┏━━
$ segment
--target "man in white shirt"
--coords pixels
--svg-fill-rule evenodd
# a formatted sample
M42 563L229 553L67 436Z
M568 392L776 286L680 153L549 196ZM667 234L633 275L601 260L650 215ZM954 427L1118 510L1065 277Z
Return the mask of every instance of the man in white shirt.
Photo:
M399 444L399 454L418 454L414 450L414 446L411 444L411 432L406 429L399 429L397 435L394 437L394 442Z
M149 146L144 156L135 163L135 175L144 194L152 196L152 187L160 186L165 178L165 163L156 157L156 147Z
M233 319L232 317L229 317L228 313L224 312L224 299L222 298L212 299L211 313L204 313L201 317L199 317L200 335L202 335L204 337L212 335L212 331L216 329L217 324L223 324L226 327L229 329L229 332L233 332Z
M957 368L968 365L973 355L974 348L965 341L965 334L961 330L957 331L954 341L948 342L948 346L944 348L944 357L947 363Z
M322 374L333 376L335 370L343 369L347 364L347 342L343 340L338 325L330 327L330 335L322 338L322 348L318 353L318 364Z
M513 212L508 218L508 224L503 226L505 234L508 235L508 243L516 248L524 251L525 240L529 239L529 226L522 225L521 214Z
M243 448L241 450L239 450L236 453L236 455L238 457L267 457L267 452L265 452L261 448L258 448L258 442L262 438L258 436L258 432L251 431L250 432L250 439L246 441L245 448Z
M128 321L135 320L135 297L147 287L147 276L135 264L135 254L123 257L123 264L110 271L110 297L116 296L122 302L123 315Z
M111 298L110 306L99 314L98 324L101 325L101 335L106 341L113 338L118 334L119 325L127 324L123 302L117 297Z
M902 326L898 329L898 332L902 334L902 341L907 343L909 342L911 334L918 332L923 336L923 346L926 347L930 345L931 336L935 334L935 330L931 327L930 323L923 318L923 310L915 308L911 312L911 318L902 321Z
┗━━
Brief –
How many lines of the records above contain the word "white"? Reply with the number only.

Task solution –
2